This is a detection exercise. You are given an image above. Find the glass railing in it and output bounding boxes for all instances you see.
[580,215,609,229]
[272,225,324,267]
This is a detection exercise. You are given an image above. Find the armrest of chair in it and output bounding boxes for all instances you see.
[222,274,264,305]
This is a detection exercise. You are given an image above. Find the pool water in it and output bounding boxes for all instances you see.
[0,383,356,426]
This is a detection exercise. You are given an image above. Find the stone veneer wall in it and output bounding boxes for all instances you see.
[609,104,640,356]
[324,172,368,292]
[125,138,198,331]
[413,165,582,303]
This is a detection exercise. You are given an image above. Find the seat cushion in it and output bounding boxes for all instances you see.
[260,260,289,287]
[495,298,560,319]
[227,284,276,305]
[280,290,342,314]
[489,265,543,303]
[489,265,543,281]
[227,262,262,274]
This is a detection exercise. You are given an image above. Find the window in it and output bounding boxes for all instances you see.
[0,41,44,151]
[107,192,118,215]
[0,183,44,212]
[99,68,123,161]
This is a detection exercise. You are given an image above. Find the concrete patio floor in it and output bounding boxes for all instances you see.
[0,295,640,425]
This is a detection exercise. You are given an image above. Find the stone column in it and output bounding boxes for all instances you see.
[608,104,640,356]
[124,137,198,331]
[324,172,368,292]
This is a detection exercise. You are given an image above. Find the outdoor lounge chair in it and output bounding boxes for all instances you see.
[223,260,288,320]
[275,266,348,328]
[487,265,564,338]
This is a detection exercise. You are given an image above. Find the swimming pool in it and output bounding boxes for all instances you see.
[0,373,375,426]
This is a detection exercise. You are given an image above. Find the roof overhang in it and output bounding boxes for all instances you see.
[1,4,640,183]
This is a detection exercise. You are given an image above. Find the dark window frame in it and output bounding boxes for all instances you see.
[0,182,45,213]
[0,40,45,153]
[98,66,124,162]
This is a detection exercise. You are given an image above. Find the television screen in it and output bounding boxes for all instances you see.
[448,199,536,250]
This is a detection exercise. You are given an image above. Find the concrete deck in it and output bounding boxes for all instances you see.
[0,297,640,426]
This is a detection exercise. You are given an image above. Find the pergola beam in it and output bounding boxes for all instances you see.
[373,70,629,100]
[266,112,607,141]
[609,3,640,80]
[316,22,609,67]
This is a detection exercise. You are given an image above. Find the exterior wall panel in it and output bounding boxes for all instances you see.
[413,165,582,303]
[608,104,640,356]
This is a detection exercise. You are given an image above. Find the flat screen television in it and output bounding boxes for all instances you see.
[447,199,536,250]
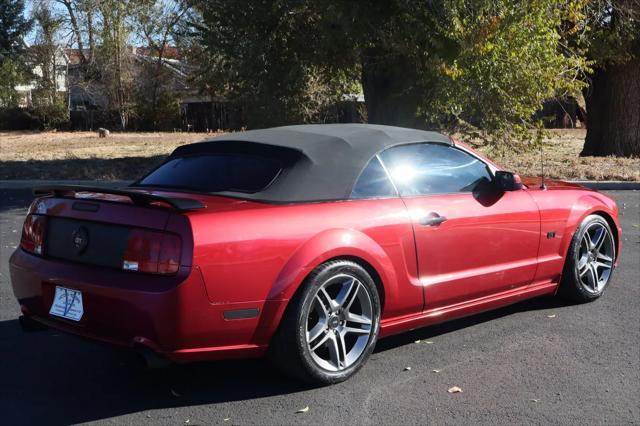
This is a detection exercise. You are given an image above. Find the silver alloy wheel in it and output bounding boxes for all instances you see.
[307,274,374,371]
[576,222,615,294]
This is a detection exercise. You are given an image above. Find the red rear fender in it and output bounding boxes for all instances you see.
[268,229,398,300]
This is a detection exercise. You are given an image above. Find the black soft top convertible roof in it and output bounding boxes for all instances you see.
[160,124,453,203]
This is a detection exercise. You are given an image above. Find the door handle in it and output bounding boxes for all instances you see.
[420,213,447,226]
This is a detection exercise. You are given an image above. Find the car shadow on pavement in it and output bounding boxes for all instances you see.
[376,296,572,352]
[0,292,564,425]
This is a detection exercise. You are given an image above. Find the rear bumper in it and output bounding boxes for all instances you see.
[9,249,284,362]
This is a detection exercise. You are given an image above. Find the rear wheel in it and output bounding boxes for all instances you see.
[560,215,616,302]
[271,260,380,384]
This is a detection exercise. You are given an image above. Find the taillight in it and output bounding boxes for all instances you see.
[20,214,47,255]
[122,229,182,274]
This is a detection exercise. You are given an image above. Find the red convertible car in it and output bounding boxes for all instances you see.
[10,124,621,384]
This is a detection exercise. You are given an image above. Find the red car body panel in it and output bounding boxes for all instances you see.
[10,160,621,362]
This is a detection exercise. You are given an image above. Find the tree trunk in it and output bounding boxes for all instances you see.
[580,58,640,157]
[361,49,424,127]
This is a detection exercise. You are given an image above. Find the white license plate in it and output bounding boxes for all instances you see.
[49,286,84,321]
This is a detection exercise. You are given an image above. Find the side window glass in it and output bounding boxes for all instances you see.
[351,157,397,198]
[381,143,492,196]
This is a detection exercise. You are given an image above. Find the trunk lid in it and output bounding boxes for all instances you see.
[29,186,204,269]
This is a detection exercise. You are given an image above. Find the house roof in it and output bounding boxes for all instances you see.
[156,124,453,202]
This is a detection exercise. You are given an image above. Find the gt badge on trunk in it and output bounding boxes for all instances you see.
[71,226,89,255]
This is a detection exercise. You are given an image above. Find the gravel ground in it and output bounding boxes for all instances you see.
[0,190,640,425]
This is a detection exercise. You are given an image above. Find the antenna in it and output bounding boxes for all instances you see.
[540,141,547,190]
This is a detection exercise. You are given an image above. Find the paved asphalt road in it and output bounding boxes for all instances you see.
[0,190,640,425]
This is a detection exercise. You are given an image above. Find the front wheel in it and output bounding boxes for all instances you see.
[271,260,381,385]
[560,215,616,302]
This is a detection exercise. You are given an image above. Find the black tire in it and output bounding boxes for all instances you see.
[269,260,381,385]
[559,215,615,303]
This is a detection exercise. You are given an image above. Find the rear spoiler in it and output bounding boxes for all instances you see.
[33,185,205,211]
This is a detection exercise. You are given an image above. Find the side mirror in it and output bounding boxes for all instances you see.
[495,170,522,192]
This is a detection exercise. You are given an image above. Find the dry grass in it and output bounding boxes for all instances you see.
[0,129,640,181]
[480,129,640,181]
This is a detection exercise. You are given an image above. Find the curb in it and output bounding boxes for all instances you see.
[0,180,640,191]
[570,180,640,191]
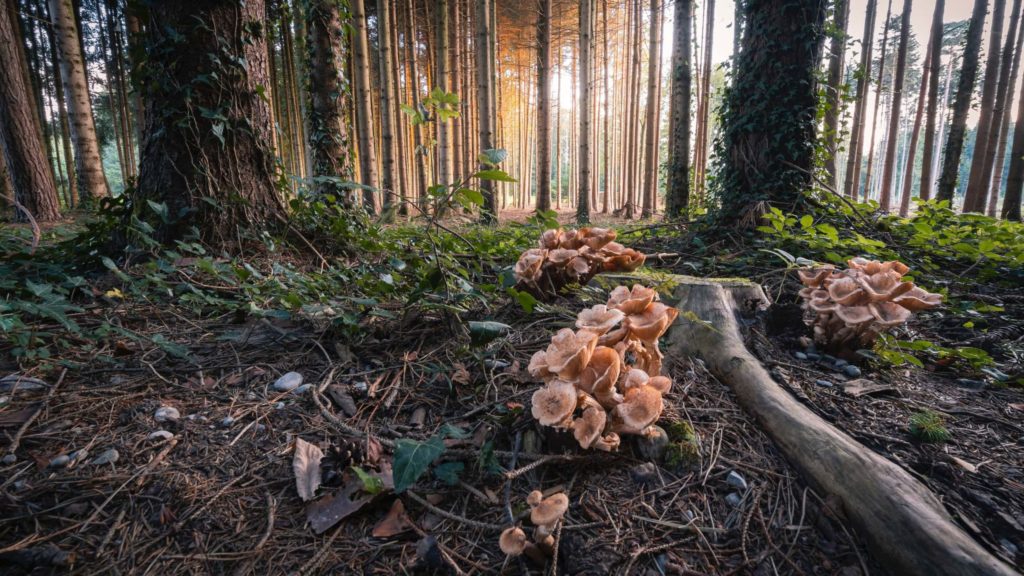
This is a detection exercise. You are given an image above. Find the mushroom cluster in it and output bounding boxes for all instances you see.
[498,490,569,564]
[798,258,942,352]
[514,228,645,299]
[528,284,679,451]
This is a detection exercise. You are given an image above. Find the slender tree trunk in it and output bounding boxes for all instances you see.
[936,0,1002,205]
[880,0,913,212]
[132,0,285,247]
[642,0,662,218]
[964,0,1020,212]
[822,0,850,190]
[50,0,109,200]
[577,0,594,224]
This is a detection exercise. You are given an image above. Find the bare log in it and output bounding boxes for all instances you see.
[668,276,1016,575]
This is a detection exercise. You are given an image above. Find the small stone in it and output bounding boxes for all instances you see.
[145,430,174,440]
[92,448,121,466]
[50,454,71,468]
[153,406,181,422]
[273,372,302,392]
[725,470,746,492]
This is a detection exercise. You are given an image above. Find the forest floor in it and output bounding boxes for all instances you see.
[0,201,1024,576]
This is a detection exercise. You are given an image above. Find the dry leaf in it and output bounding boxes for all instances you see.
[372,500,413,538]
[292,438,324,502]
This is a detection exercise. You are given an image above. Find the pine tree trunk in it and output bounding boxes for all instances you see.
[964,0,1020,212]
[351,0,380,213]
[577,0,594,224]
[879,0,913,212]
[0,3,60,221]
[641,0,662,218]
[50,0,110,201]
[133,0,285,243]
[936,0,1002,204]
[822,0,850,190]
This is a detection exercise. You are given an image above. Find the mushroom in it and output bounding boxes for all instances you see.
[546,328,597,381]
[529,380,577,428]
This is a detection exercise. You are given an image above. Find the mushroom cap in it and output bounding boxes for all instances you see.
[572,404,608,449]
[529,380,577,427]
[538,228,562,250]
[546,328,597,381]
[498,526,529,556]
[529,492,569,526]
[608,284,657,315]
[611,386,665,434]
[577,304,626,335]
[513,248,548,282]
[628,302,679,342]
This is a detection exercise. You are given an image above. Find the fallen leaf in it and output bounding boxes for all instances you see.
[292,438,324,502]
[371,500,413,538]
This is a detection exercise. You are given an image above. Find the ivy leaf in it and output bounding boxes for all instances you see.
[392,436,444,494]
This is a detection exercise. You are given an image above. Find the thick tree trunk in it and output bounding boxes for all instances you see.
[537,0,551,211]
[0,3,60,221]
[918,0,946,200]
[641,0,662,218]
[668,272,1015,576]
[305,0,354,199]
[716,0,827,228]
[936,0,987,204]
[964,0,1020,212]
[665,0,693,218]
[879,0,913,212]
[577,0,594,224]
[50,0,110,201]
[822,0,850,190]
[133,0,285,247]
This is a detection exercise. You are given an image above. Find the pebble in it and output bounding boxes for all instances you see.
[153,406,181,422]
[273,372,302,392]
[92,448,121,466]
[145,430,174,440]
[725,470,746,491]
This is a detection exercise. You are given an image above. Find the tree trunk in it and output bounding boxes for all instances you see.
[351,0,380,213]
[964,0,1020,212]
[50,0,110,201]
[936,0,1002,205]
[918,0,946,200]
[641,0,662,218]
[133,0,285,243]
[665,0,693,218]
[822,0,850,190]
[577,0,594,224]
[716,0,827,229]
[880,0,913,212]
[0,3,60,221]
[305,0,354,199]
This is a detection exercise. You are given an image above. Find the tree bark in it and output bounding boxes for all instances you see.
[665,0,693,218]
[133,0,285,243]
[936,0,1002,205]
[964,0,1020,212]
[0,3,60,221]
[879,0,913,212]
[50,0,110,201]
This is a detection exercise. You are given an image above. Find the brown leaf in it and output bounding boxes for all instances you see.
[372,500,413,538]
[292,438,324,501]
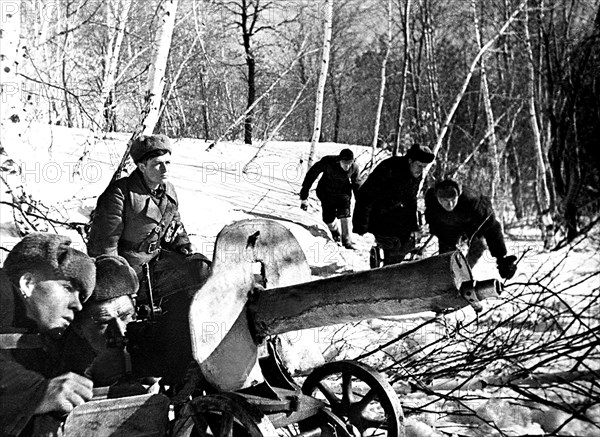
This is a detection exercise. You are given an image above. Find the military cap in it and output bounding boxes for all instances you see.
[406,143,435,164]
[90,255,139,302]
[338,149,354,161]
[435,179,460,199]
[129,135,171,164]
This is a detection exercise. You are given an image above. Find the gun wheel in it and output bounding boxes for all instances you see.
[173,393,277,437]
[302,361,404,437]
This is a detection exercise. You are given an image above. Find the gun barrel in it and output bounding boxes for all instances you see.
[189,219,497,391]
[248,252,488,340]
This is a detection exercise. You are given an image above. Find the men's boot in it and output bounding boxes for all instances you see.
[340,217,356,250]
[327,220,340,243]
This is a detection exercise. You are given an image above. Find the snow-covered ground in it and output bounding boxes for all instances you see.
[0,124,600,436]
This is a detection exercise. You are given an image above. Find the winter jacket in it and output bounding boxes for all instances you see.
[87,169,190,275]
[352,156,421,239]
[0,269,60,436]
[300,155,360,200]
[425,188,506,258]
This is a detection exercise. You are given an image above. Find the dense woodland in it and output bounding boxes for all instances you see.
[0,0,600,436]
[2,0,600,239]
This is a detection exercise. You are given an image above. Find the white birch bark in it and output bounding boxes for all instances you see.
[471,0,502,209]
[0,2,23,122]
[393,0,411,156]
[92,0,131,131]
[308,0,333,168]
[141,0,178,135]
[419,0,527,189]
[371,0,392,167]
[523,5,550,211]
[112,0,178,180]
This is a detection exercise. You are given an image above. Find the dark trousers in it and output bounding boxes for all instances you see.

- TASK REQUIREMENTS -
Can you reproduce verbatim the stretch of the items above that opens with the line containing "the concrete patio" and closes with the line containing "[487,265,564,338]", including both of those lines?

- FINISHED TASK -
This is a detection exercise. You are given an image above. Find the concrete patio floor in it and output bounding boxes for all instances you see.
[0,295,640,425]
This is a detection exercise. You are given an image above. Find the stone column in it and output bounding boxes for all instances you see.
[608,104,640,356]
[124,137,198,331]
[324,172,368,292]
This is a detection exercise. You are given an image above. Find the outdoor lounge chair in it and output bounding boxes for all instances you see.
[223,260,288,320]
[275,266,348,328]
[487,265,564,338]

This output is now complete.